■ OBJECTIVE:
Pull out every line of the items below that contains the word "baseboard", matching case exactly, and copy those lines unchanged.

■ DATA SUPPLIED:
• • • • •

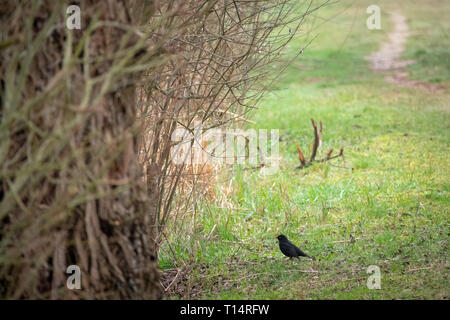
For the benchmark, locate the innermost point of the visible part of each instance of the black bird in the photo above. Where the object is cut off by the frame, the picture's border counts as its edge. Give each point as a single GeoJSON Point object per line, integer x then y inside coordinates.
{"type": "Point", "coordinates": [289, 249]}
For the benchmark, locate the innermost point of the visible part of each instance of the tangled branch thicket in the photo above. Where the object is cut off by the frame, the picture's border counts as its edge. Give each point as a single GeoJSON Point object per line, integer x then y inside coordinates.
{"type": "Point", "coordinates": [87, 116]}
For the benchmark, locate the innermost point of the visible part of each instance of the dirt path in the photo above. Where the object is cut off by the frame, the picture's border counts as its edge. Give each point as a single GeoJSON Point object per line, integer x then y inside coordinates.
{"type": "Point", "coordinates": [388, 58]}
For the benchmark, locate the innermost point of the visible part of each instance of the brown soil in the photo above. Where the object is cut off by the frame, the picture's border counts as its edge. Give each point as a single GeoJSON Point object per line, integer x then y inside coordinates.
{"type": "Point", "coordinates": [388, 58]}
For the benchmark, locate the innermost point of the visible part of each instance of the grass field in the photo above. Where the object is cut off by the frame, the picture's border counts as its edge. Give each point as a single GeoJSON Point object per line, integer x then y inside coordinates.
{"type": "Point", "coordinates": [388, 207]}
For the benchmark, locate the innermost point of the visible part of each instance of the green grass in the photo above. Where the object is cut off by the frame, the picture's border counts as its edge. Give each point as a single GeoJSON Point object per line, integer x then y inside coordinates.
{"type": "Point", "coordinates": [388, 208]}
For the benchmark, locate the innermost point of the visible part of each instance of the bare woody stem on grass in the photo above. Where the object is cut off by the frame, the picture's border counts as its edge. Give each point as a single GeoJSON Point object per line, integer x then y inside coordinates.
{"type": "Point", "coordinates": [317, 144]}
{"type": "Point", "coordinates": [87, 116]}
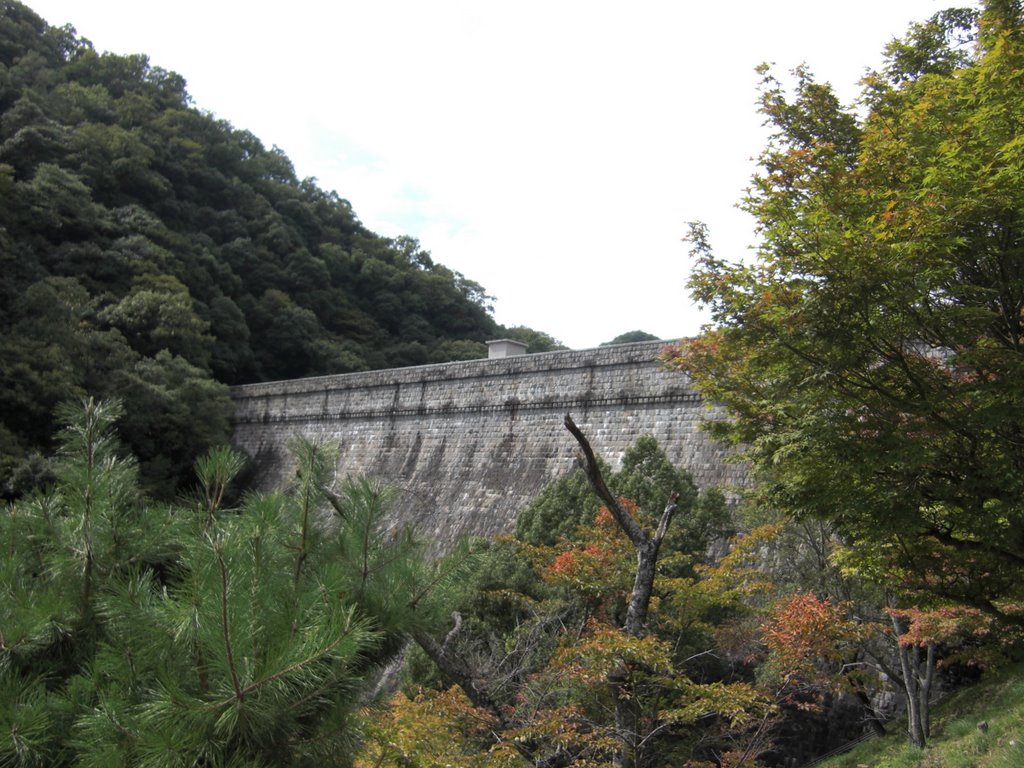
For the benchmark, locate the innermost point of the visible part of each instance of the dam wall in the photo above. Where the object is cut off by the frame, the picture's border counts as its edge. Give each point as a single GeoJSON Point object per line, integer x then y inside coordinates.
{"type": "Point", "coordinates": [470, 443]}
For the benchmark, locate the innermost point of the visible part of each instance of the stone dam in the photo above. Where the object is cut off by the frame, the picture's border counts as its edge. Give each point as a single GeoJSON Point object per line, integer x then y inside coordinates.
{"type": "Point", "coordinates": [470, 443]}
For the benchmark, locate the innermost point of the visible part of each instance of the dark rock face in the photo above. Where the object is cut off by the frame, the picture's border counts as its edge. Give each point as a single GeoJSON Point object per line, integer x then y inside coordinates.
{"type": "Point", "coordinates": [470, 443]}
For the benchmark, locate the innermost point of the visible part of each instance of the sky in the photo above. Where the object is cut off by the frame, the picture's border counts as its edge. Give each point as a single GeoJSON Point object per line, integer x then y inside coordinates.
{"type": "Point", "coordinates": [552, 152]}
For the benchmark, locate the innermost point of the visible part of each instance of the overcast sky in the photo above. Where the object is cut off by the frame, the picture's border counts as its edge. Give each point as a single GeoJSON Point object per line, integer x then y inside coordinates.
{"type": "Point", "coordinates": [552, 152]}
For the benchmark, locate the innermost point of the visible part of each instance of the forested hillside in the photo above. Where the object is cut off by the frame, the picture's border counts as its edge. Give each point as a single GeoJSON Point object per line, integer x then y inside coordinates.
{"type": "Point", "coordinates": [153, 252]}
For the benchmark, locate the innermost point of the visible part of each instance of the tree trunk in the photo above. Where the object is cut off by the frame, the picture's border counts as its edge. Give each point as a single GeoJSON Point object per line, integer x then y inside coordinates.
{"type": "Point", "coordinates": [915, 686]}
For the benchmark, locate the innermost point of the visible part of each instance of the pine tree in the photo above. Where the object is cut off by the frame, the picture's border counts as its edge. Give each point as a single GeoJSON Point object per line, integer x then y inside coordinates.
{"type": "Point", "coordinates": [196, 634]}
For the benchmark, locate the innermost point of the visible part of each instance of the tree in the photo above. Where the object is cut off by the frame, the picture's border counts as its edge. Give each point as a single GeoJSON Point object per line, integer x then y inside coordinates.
{"type": "Point", "coordinates": [870, 359]}
{"type": "Point", "coordinates": [560, 651]}
{"type": "Point", "coordinates": [133, 634]}
{"type": "Point", "coordinates": [630, 337]}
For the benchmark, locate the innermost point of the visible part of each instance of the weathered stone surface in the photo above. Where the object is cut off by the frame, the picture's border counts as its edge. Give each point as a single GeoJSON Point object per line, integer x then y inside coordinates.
{"type": "Point", "coordinates": [470, 443]}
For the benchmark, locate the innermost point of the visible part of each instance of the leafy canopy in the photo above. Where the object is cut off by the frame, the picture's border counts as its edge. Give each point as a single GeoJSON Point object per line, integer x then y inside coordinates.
{"type": "Point", "coordinates": [871, 357]}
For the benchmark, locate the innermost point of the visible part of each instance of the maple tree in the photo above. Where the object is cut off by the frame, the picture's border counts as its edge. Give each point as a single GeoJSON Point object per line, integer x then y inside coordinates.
{"type": "Point", "coordinates": [578, 651]}
{"type": "Point", "coordinates": [870, 359]}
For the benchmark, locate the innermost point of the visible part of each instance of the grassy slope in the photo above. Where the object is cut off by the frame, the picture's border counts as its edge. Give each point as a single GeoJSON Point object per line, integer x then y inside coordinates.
{"type": "Point", "coordinates": [956, 740]}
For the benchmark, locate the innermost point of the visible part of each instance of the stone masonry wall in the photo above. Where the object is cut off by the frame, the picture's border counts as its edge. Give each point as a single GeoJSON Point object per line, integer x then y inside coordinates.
{"type": "Point", "coordinates": [470, 443]}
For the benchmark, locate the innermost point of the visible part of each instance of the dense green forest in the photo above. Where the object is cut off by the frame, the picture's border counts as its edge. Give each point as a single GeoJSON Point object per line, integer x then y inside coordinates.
{"type": "Point", "coordinates": [868, 365]}
{"type": "Point", "coordinates": [152, 252]}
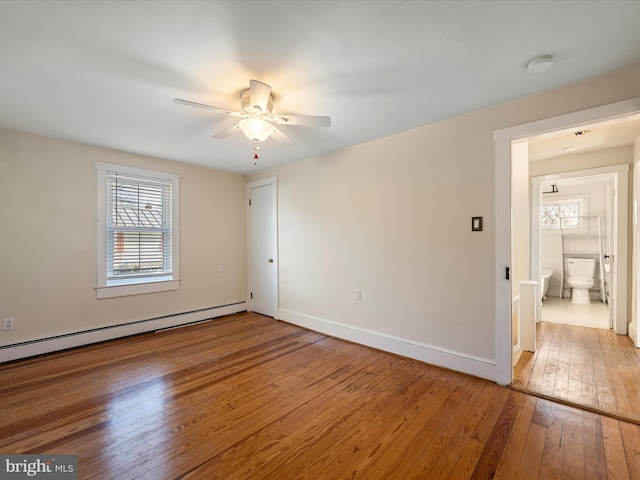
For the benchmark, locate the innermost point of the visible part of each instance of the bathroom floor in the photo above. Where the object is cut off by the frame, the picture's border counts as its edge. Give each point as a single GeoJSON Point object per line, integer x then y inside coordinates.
{"type": "Point", "coordinates": [561, 310]}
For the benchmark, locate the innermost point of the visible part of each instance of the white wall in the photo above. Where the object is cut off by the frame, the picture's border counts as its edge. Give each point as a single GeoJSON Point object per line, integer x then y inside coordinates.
{"type": "Point", "coordinates": [393, 217]}
{"type": "Point", "coordinates": [48, 238]}
{"type": "Point", "coordinates": [634, 325]}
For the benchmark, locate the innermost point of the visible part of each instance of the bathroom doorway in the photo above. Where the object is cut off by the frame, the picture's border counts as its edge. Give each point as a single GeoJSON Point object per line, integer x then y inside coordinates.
{"type": "Point", "coordinates": [506, 213]}
{"type": "Point", "coordinates": [581, 215]}
{"type": "Point", "coordinates": [575, 218]}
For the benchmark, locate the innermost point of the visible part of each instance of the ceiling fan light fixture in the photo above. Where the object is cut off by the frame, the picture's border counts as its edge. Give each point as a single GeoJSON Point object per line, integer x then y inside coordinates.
{"type": "Point", "coordinates": [255, 129]}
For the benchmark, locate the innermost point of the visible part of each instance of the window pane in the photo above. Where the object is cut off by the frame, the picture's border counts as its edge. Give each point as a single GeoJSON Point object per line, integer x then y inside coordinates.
{"type": "Point", "coordinates": [139, 227]}
{"type": "Point", "coordinates": [550, 216]}
{"type": "Point", "coordinates": [570, 213]}
{"type": "Point", "coordinates": [138, 252]}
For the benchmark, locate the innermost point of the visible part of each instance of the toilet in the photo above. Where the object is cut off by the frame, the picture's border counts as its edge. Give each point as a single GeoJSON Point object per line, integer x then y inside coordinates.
{"type": "Point", "coordinates": [581, 272]}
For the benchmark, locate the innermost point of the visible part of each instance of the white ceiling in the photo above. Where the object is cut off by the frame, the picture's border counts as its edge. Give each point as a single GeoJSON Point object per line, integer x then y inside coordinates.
{"type": "Point", "coordinates": [105, 72]}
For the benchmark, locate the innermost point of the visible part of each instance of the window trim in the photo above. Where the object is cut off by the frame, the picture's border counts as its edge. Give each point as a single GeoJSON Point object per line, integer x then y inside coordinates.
{"type": "Point", "coordinates": [582, 199]}
{"type": "Point", "coordinates": [140, 285]}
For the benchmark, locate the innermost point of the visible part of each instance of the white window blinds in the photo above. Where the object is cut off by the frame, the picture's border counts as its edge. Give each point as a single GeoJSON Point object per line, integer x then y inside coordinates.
{"type": "Point", "coordinates": [139, 226]}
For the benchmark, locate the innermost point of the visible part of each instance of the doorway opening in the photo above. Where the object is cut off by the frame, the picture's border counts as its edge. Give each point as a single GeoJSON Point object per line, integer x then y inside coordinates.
{"type": "Point", "coordinates": [505, 139]}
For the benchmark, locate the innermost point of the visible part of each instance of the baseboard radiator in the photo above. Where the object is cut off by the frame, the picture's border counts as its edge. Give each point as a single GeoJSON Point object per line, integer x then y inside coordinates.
{"type": "Point", "coordinates": [86, 337]}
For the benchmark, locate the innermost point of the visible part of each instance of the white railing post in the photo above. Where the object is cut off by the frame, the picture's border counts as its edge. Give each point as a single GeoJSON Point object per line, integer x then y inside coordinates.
{"type": "Point", "coordinates": [529, 312]}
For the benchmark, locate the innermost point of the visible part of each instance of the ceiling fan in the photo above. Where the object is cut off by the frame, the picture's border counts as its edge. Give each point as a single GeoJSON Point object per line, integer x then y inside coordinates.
{"type": "Point", "coordinates": [257, 116]}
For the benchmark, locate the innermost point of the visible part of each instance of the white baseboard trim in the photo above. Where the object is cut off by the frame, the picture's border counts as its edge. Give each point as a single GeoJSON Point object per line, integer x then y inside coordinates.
{"type": "Point", "coordinates": [473, 365]}
{"type": "Point", "coordinates": [87, 337]}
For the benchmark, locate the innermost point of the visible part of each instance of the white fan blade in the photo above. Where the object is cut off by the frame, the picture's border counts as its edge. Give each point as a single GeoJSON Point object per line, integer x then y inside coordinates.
{"type": "Point", "coordinates": [180, 101]}
{"type": "Point", "coordinates": [259, 94]}
{"type": "Point", "coordinates": [281, 138]}
{"type": "Point", "coordinates": [303, 120]}
{"type": "Point", "coordinates": [228, 132]}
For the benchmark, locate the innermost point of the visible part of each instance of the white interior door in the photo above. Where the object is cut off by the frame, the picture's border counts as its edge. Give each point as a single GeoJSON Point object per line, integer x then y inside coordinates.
{"type": "Point", "coordinates": [263, 246]}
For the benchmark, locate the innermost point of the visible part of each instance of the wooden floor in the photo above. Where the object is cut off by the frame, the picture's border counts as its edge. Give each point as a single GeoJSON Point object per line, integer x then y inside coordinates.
{"type": "Point", "coordinates": [587, 366]}
{"type": "Point", "coordinates": [248, 397]}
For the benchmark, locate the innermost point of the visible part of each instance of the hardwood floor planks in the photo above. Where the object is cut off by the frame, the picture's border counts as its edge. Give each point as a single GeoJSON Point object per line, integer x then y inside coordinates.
{"type": "Point", "coordinates": [248, 397]}
{"type": "Point", "coordinates": [591, 367]}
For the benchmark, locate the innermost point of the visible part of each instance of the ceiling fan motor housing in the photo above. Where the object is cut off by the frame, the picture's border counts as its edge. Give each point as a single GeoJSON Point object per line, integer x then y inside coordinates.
{"type": "Point", "coordinates": [248, 108]}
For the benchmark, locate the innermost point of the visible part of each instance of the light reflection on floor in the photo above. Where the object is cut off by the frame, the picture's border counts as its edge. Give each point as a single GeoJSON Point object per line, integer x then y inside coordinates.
{"type": "Point", "coordinates": [557, 310]}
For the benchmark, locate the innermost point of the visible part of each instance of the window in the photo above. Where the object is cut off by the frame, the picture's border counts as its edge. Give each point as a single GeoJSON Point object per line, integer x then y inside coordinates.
{"type": "Point", "coordinates": [137, 231]}
{"type": "Point", "coordinates": [568, 212]}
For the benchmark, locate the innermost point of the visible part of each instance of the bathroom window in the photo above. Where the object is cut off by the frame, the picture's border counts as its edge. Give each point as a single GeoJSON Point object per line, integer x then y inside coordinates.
{"type": "Point", "coordinates": [568, 213]}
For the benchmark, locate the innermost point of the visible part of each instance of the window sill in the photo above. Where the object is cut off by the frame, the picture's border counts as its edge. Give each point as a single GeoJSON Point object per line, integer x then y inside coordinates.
{"type": "Point", "coordinates": [138, 288]}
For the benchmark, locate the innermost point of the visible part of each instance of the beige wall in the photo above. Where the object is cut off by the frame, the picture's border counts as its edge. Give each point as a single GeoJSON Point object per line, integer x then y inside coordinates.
{"type": "Point", "coordinates": [48, 225]}
{"type": "Point", "coordinates": [393, 217]}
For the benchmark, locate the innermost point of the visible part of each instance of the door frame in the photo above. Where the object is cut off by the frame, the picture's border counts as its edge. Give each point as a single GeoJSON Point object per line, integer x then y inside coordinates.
{"type": "Point", "coordinates": [502, 208]}
{"type": "Point", "coordinates": [250, 274]}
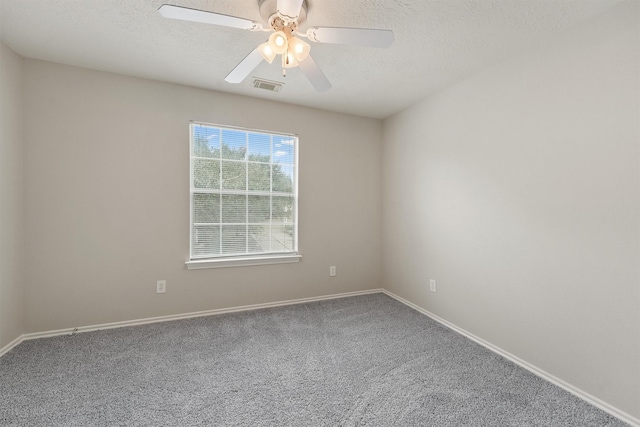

• • • • •

■ ANSWER FOR THIS EXERCISE:
For the benchmark, locate the innermost point of the visible part of each instance of the baseboard radiator in the photo above. Where the object is cut off by the frame, the picture's border counts as its edge. Give each point as a single GeoJSON Point object per line, integer x then y inside coordinates.
For the benchmark, locate the innermost point of the visible part of each instance of the white baseboard trim in the photo above. Where the object is cut off by the frame, the picture's border counts as its edge. Give each point as a single GeoJSON Point object per line, integer x then y inside coordinates.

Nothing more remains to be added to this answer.